Are Competitions Better?

Last season as a community we had a realization that the grants we’ve been distributing from the community governance fund have had somewhat disappointing results in terms of user stickiness and TVL.

The goal of this thread is to examine why this is and how we can improve on this for next season. Specifically, thinking about competitions as a better use of grant funds.


Starting from first principles, why are we even spending this $OP on grants on the first place? The whole point of anything we do at this stage in Optimism’s growth is to push us closer to the Optimistic Vision and it’s flywheel.

Just as a reminder, the optimism flywheel looks something like this:

  1. Make the Optimism network a valuable place for users to transact
  2. Create sequencer revenue from those transactions
  3. Apply this sequencer revenue back towards [a] in the form of RPGF


It’s important to know that the value generated in [b] is directly tied to the value that users are getting from their transactions which inherently comes from the value Optimism itself provides. In math form that looks like this:

Sequencer Revenue = Value of Transactions to Users = f(value of optimism network)


Luckily we have a tool to accelerate this flywheel in the form of the grants fund. In an ideal world the makes our flywheel look like this:


But so far, the majority of grants have gone towards liquidity incentives on DeFi protocols.

How do these juicy yields affect the flywheel?

The good:

  • Brand new users may come for the yield but stay because of the ecosystem
  • Fledgling protocols can get their first initial bumps of users and liquidity to become viable on their own

The bad:

  • As we saw in the analytics, the majority of these grants are really just transfer payments from the OP Foundation to users

While there’s nothing wrong with free money, these kind of incentives are not actually accomplishing our goal of getting the flywheel going. In fact, liquidity incentives are creating a short-circuit in the flywheel by directly giving value to users [b] without boosting the value of Optimism itself [a].


And our equation for B becomes:

Sequencer Revenue = Value of Transactions to User = f(value of optimism network, value of liquidity incentives to users)

STORED RECORDS:
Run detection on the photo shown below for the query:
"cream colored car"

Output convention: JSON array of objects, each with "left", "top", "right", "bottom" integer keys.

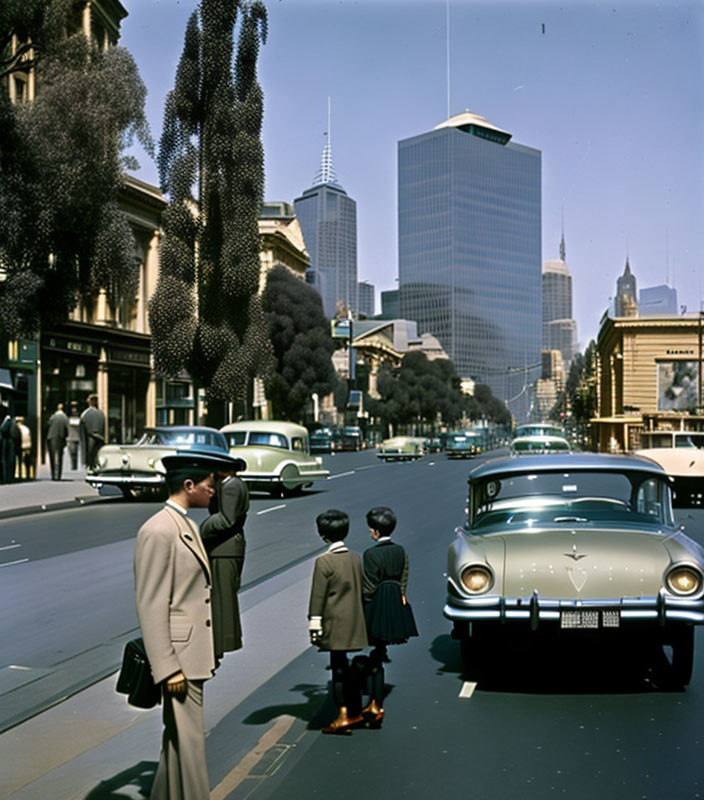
[
  {"left": 220, "top": 420, "right": 330, "bottom": 497},
  {"left": 444, "top": 453, "right": 704, "bottom": 686}
]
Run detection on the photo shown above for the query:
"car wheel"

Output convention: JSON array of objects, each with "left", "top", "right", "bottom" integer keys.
[
  {"left": 665, "top": 625, "right": 694, "bottom": 686},
  {"left": 281, "top": 464, "right": 303, "bottom": 497}
]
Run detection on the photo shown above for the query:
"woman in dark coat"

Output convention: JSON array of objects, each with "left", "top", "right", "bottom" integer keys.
[
  {"left": 200, "top": 460, "right": 249, "bottom": 661},
  {"left": 362, "top": 506, "right": 418, "bottom": 725}
]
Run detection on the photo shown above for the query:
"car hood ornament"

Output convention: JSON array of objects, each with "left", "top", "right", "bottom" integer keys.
[{"left": 562, "top": 544, "right": 587, "bottom": 561}]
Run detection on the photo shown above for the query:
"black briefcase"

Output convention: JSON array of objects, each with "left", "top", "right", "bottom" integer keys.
[{"left": 115, "top": 639, "right": 161, "bottom": 708}]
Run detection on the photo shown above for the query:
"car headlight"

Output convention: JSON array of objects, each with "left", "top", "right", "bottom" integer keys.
[
  {"left": 665, "top": 566, "right": 702, "bottom": 596},
  {"left": 460, "top": 564, "right": 494, "bottom": 594}
]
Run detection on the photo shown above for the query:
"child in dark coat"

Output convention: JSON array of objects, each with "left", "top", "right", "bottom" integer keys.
[
  {"left": 362, "top": 506, "right": 418, "bottom": 726},
  {"left": 308, "top": 509, "right": 367, "bottom": 734}
]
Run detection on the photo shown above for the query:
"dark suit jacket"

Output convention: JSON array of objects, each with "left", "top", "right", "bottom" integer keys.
[
  {"left": 363, "top": 541, "right": 408, "bottom": 600},
  {"left": 200, "top": 475, "right": 249, "bottom": 558},
  {"left": 46, "top": 411, "right": 68, "bottom": 445},
  {"left": 308, "top": 550, "right": 367, "bottom": 650}
]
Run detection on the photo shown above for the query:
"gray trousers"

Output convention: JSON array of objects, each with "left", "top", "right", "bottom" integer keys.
[{"left": 149, "top": 681, "right": 210, "bottom": 800}]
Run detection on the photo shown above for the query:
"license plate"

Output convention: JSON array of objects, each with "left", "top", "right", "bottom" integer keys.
[{"left": 560, "top": 610, "right": 621, "bottom": 630}]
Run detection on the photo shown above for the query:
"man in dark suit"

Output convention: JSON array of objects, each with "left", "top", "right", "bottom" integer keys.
[
  {"left": 200, "top": 459, "right": 249, "bottom": 661},
  {"left": 79, "top": 394, "right": 105, "bottom": 469},
  {"left": 46, "top": 403, "right": 68, "bottom": 481},
  {"left": 308, "top": 509, "right": 367, "bottom": 734}
]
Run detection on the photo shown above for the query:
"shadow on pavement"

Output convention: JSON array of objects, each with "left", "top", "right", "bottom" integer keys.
[
  {"left": 430, "top": 632, "right": 681, "bottom": 694},
  {"left": 83, "top": 761, "right": 158, "bottom": 800}
]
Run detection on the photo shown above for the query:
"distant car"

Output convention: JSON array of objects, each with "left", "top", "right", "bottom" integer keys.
[
  {"left": 636, "top": 430, "right": 704, "bottom": 508},
  {"left": 86, "top": 425, "right": 228, "bottom": 498},
  {"left": 443, "top": 453, "right": 704, "bottom": 685},
  {"left": 221, "top": 420, "right": 330, "bottom": 497},
  {"left": 310, "top": 428, "right": 335, "bottom": 453},
  {"left": 511, "top": 436, "right": 571, "bottom": 456},
  {"left": 335, "top": 425, "right": 364, "bottom": 451},
  {"left": 376, "top": 436, "right": 425, "bottom": 461},
  {"left": 515, "top": 422, "right": 565, "bottom": 437},
  {"left": 445, "top": 431, "right": 481, "bottom": 458}
]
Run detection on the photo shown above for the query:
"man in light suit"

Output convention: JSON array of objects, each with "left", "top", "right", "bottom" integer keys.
[{"left": 134, "top": 453, "right": 245, "bottom": 800}]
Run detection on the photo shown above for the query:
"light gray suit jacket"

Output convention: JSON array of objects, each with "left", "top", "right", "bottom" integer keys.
[{"left": 134, "top": 506, "right": 215, "bottom": 683}]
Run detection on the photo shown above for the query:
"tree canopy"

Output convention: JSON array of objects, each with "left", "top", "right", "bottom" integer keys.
[
  {"left": 262, "top": 267, "right": 337, "bottom": 421},
  {"left": 150, "top": 0, "right": 271, "bottom": 400},
  {"left": 0, "top": 0, "right": 151, "bottom": 337},
  {"left": 367, "top": 352, "right": 511, "bottom": 429}
]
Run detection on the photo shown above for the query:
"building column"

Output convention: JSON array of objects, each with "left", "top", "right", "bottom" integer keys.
[{"left": 145, "top": 372, "right": 156, "bottom": 428}]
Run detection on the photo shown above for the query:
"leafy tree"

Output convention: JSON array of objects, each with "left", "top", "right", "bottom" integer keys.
[
  {"left": 150, "top": 0, "right": 271, "bottom": 410},
  {"left": 262, "top": 267, "right": 337, "bottom": 421},
  {"left": 0, "top": 0, "right": 151, "bottom": 337}
]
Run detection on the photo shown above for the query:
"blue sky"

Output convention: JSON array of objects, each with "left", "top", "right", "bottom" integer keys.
[{"left": 120, "top": 0, "right": 704, "bottom": 347}]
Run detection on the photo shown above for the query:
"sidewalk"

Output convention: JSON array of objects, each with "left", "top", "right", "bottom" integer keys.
[
  {"left": 0, "top": 557, "right": 314, "bottom": 800},
  {"left": 0, "top": 453, "right": 107, "bottom": 520}
]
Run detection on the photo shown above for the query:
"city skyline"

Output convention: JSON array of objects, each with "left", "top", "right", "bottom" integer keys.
[{"left": 120, "top": 0, "right": 704, "bottom": 349}]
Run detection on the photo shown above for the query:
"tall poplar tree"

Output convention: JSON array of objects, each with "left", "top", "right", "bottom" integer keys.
[
  {"left": 150, "top": 0, "right": 273, "bottom": 409},
  {"left": 0, "top": 0, "right": 151, "bottom": 337}
]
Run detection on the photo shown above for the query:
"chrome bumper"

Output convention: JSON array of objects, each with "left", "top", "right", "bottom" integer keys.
[{"left": 442, "top": 590, "right": 704, "bottom": 630}]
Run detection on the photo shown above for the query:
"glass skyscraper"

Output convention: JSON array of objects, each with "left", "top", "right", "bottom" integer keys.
[
  {"left": 398, "top": 112, "right": 542, "bottom": 419},
  {"left": 293, "top": 133, "right": 358, "bottom": 319}
]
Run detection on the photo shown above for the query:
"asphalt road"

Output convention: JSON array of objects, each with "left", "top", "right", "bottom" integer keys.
[{"left": 0, "top": 446, "right": 704, "bottom": 800}]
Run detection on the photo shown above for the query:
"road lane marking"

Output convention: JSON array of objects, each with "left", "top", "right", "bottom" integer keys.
[
  {"left": 328, "top": 470, "right": 355, "bottom": 481},
  {"left": 210, "top": 714, "right": 296, "bottom": 800},
  {"left": 457, "top": 681, "right": 477, "bottom": 700},
  {"left": 257, "top": 503, "right": 286, "bottom": 516}
]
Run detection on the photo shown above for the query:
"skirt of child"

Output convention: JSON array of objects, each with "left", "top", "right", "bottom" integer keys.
[{"left": 364, "top": 581, "right": 418, "bottom": 645}]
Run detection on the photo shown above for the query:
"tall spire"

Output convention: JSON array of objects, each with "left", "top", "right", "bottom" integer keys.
[{"left": 313, "top": 97, "right": 337, "bottom": 186}]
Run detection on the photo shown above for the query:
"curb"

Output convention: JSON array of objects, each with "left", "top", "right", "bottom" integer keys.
[{"left": 0, "top": 496, "right": 115, "bottom": 520}]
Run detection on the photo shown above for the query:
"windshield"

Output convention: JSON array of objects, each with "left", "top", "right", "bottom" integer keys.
[{"left": 470, "top": 470, "right": 673, "bottom": 529}]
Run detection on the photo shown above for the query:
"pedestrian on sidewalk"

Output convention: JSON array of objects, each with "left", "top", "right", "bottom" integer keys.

GIVEN REQUEST 1: List the steps of the Optimism flywheel as the Optimism grants post gives them.
GIVEN REQUEST 2: Extract the passage of the Optimism grants post from "Last season as" to "of grant funds.".
The entries are separate material and have no connection to the Optimism grants post.

EXPECTED ANSWER 1:
1. Make the Optimism network a valuable place for users to transact
2. Create sequencer revenue from those transactions
3. Apply this sequencer revenue back towards [a] in the form of RPGF

EXPECTED ANSWER 2:
Last season as a community we had a realization that the grants we’ve been distributing from the community governance fund have had somewhat disappointing results in terms of user stickiness and TVL.

The goal of this thread is to examine why this is and how we can improve on this for next season. Specifically, thinking about competitions as a better use of grant funds.